Supplied data section start
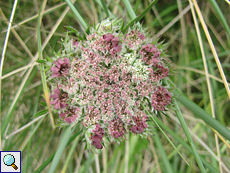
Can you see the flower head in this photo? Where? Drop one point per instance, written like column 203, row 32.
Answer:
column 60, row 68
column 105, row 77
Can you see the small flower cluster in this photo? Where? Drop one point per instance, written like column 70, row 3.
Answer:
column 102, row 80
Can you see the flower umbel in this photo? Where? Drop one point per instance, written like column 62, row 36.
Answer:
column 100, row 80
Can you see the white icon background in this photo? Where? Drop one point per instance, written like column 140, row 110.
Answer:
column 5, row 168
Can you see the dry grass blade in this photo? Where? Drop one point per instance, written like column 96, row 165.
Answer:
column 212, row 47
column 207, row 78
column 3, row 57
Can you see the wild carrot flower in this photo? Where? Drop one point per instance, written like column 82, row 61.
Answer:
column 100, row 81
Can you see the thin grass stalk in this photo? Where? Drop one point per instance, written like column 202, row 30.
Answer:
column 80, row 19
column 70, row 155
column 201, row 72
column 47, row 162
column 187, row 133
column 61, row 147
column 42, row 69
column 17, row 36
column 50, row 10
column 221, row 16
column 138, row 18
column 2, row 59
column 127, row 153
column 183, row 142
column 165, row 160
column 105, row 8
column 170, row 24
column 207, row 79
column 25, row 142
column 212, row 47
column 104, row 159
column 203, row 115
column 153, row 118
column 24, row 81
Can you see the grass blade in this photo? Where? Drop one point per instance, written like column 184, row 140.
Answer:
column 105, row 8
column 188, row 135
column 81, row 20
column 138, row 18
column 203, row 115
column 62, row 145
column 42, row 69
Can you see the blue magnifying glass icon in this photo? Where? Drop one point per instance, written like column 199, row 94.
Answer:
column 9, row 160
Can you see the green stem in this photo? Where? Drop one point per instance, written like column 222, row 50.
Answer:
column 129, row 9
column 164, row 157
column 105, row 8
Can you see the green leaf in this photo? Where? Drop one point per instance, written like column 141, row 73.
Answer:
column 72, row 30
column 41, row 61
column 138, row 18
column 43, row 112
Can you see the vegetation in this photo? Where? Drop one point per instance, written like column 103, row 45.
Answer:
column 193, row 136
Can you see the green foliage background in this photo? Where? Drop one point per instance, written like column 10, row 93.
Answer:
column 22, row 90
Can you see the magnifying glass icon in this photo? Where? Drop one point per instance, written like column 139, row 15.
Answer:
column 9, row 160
Supplied data section end
Supplied data section start
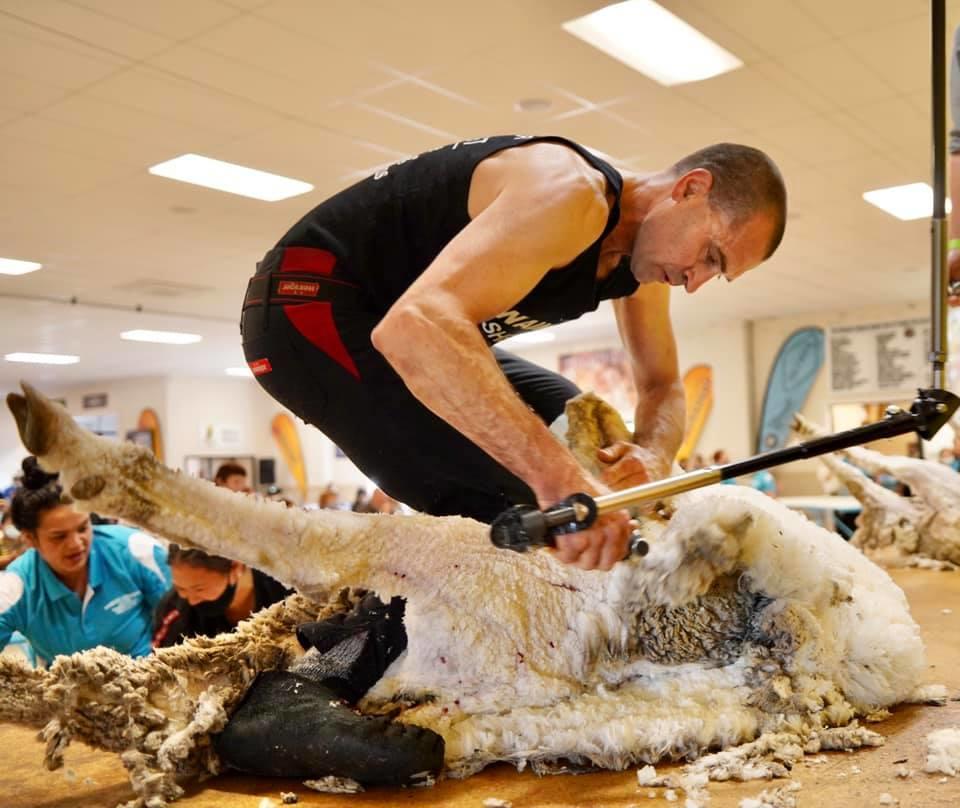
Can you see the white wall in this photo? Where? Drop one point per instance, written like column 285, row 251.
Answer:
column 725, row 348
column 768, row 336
Supplied data section end
**Exercise objective**
Determine the number of lines in the data above that contain the word "green", and provide only that figure.

**Result**
3